## Passage to read
----

LSU’s youthful men’s tennis team perseveres through difficult SEC schedule to earn first NCAA regional berth in five years

LSU junior Boris Kozlov. PHOTO BY: LSU's Brandon Gallego

There may be years where the prospect of having to meet tradition-rich Stanford in the opening round of a NCAA regional would be a cause for trepidation for LSU’s men’s tennis team.

This isn’t one of them.

No. 40 LSU (12-12) is in postseason play for the first time in five years and travels to face No. Stanford (10-5) having earned an at-large berth on the strength of a difficult Southeastern Conference schedule that’s helped prepare the Tigers for anyone on the opposite side of the net.

The Tigers meet the Cardinal at 9 a.m. Saturday at the University of Virginia, the fifth-seeded team that has a 21-2 record and squares off against Farleigh Dickinson (6-4). Second round play is set for Sunday at a time be determined.

“Our conference is the best by far in the country,” LSU co-head coach Andy Brandi said. “The depth, every single match is a grind. We will not see a higher level than we’ve seen, but Stanford is that level. They’re a good as the teams as the top of our league in terms of talent. There are teams around the country ranked around us or even ahead of us that we feel we’re a lot better than. Our schedule didn’t allow us to win as many matches. We feel we’re much better than our ranking.”

LSU dropped three of its last four matches and finished 10th in the SEC regular season. The Tigers made a quick exit in the SEC tournament with a 4-1 loss to Ole Miss.

The SEC, though, had eight teams outside of LSU qualify for the NCAA regionals, seven of which are serving in host roles.

“It was a big moment for us and for the program because we haven’t been doing a lot of winning in the last 5-10 years,” Brandi said. “Things haven’t been great in LSU men’s tennis. The last five years have been kind of rock bottom. We haven’t been one of the top teams in the league and it’s difficult to turn things around because the top teams don’t want to lose their spot. You’ve got to claw and fight and recruit and you’ve got to make some noise to get up in that group and we’re not there yet, but making the tournament is the first step.”

----

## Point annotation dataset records
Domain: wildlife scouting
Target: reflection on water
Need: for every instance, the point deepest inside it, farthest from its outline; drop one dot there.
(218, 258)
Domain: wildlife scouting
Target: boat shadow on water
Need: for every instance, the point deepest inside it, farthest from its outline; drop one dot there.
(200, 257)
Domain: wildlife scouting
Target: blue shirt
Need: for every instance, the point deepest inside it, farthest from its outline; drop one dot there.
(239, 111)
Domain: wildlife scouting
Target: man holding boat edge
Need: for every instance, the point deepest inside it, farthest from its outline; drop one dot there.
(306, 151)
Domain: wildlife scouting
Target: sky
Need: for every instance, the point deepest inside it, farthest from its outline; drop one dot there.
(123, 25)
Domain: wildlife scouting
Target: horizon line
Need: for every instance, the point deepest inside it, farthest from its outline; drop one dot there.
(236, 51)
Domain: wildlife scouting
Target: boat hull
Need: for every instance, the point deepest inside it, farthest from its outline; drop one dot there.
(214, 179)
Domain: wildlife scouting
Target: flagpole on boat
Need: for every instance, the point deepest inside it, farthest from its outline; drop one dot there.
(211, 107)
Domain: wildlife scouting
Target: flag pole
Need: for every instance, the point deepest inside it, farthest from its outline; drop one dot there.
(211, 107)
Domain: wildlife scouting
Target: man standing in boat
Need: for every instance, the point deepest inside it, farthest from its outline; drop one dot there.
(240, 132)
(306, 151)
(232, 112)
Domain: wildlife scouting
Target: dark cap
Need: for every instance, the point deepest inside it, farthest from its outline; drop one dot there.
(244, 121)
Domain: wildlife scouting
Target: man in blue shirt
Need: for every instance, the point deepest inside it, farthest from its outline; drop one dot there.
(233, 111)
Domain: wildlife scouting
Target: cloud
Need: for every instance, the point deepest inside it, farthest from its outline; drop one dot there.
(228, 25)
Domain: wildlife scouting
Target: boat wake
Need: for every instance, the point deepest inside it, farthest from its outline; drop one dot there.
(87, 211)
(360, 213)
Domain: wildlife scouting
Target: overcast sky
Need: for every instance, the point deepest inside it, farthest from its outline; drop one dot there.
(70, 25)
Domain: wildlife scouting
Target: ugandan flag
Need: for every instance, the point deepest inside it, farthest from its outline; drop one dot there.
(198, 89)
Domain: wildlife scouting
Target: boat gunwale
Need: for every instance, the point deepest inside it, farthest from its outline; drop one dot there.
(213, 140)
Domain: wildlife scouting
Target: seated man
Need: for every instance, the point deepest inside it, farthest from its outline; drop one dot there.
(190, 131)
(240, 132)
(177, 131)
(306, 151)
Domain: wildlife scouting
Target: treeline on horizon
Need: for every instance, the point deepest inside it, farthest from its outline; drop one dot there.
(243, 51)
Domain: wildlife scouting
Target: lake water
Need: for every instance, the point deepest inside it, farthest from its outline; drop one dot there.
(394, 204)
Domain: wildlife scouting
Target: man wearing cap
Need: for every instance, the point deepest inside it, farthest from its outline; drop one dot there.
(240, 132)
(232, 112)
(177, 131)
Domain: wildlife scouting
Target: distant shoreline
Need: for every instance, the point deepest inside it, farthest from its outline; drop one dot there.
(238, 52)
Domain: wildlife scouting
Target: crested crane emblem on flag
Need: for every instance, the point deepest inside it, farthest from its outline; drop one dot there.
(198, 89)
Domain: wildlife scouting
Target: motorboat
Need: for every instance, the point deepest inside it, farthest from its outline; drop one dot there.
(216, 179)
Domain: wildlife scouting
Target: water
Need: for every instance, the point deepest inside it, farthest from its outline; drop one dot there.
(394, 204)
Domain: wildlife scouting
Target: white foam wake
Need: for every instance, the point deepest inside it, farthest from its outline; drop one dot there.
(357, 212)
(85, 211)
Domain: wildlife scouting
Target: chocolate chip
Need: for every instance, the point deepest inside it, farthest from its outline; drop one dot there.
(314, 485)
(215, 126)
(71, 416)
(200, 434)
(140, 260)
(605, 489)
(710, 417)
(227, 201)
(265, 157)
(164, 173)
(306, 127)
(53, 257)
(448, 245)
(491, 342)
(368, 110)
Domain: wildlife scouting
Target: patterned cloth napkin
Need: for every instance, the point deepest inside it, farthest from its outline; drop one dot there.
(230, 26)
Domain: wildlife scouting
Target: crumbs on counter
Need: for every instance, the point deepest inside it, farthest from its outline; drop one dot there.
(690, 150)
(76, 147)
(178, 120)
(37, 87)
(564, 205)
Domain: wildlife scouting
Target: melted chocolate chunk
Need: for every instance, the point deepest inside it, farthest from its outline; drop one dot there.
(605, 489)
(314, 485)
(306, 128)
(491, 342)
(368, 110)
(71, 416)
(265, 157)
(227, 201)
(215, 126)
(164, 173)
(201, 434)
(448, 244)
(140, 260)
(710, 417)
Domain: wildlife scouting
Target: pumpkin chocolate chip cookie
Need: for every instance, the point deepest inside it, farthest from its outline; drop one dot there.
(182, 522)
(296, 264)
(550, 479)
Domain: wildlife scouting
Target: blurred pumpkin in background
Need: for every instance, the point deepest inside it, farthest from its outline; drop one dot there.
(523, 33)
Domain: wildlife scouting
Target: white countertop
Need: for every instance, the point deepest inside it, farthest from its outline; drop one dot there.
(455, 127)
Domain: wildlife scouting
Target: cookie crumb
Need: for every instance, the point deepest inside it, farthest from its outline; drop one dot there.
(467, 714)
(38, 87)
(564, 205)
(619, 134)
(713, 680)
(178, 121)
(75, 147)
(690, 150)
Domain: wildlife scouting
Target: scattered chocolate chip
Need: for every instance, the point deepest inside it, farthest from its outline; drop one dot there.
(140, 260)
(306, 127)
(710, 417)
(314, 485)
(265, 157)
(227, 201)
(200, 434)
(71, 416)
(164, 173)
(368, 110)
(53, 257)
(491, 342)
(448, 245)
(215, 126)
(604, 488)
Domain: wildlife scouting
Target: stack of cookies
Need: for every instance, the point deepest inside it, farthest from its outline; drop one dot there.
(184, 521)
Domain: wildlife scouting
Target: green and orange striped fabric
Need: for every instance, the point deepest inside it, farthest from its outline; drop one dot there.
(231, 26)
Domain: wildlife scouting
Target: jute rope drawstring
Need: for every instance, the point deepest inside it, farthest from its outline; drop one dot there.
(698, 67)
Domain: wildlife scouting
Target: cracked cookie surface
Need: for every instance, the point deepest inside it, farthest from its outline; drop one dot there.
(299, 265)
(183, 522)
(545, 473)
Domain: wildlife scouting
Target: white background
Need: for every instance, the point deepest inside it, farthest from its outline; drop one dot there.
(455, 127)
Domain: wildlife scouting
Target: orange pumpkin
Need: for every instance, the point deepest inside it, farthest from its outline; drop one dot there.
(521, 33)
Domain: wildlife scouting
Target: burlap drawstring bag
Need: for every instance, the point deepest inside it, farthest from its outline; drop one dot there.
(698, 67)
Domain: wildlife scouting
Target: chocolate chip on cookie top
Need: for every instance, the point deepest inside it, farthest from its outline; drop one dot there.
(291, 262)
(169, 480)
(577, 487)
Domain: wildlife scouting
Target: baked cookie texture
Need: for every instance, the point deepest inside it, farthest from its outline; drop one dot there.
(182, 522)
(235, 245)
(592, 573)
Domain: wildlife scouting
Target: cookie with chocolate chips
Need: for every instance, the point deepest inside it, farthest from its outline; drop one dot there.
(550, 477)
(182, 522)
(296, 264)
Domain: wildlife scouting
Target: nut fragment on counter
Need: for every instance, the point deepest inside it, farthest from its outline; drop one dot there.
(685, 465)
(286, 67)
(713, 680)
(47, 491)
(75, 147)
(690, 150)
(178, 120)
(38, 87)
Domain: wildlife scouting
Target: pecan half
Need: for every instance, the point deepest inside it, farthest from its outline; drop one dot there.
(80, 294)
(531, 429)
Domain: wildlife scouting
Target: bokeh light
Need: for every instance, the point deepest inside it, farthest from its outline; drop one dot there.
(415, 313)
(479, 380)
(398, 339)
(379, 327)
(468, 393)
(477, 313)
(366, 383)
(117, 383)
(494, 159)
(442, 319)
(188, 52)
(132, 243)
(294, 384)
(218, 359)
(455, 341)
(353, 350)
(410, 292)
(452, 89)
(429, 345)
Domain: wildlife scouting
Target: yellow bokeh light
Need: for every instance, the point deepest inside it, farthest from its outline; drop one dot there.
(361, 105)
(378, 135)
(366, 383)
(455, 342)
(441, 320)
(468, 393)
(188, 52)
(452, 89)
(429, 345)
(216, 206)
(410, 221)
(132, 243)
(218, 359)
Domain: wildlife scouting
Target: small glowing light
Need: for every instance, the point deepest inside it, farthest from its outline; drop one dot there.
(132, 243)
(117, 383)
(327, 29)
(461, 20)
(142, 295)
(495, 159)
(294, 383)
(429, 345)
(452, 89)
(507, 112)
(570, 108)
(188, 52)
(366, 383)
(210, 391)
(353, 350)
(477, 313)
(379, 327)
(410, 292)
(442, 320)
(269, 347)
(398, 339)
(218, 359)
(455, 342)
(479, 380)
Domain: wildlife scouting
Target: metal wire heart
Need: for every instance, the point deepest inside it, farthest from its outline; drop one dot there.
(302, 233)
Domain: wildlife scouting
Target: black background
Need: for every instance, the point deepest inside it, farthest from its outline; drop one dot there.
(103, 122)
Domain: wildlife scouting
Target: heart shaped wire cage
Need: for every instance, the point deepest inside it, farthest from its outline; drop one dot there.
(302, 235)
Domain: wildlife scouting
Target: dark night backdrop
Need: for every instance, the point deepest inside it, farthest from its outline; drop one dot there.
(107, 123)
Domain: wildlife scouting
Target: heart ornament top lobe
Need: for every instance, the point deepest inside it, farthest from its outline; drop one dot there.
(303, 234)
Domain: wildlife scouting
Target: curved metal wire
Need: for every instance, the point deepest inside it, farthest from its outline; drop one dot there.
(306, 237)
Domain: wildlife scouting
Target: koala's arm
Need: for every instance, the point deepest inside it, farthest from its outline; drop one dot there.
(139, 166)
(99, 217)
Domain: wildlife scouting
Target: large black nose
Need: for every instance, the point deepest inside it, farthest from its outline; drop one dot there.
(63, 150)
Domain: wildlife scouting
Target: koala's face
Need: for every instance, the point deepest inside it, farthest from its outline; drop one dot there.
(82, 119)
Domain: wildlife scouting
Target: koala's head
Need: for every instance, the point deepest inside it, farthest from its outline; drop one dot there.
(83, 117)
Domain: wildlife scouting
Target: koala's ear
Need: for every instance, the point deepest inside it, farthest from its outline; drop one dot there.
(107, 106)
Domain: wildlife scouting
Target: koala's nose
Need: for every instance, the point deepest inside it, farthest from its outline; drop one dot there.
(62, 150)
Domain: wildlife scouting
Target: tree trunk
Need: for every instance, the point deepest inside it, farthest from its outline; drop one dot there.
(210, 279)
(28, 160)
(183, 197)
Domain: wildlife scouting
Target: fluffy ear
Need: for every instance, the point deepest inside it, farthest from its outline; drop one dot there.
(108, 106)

----

## Task set
(1) Answer these questions from the article on LSU men's tennis:
(a) What ranking and record does LSU carry into the NCAA regional?
(b) Where did LSU finish in the SEC regular season?
(c) Which team beat LSU in the SEC tournament, and by what score?
(2) Pick out and copy every line of the records that contains the word "chocolate". Case counts.

## Complete answers
(1)
(a) No. 40, with a 12-12 record
(b) 10th
(c) Ole Miss, 4-1

(2)
Target: chocolate chip
Target: melted chocolate chunk
Target: pumpkin chocolate chip cookie
Target: scattered chocolate chip
Target: chocolate chip on cookie top
Target: cookie with chocolate chips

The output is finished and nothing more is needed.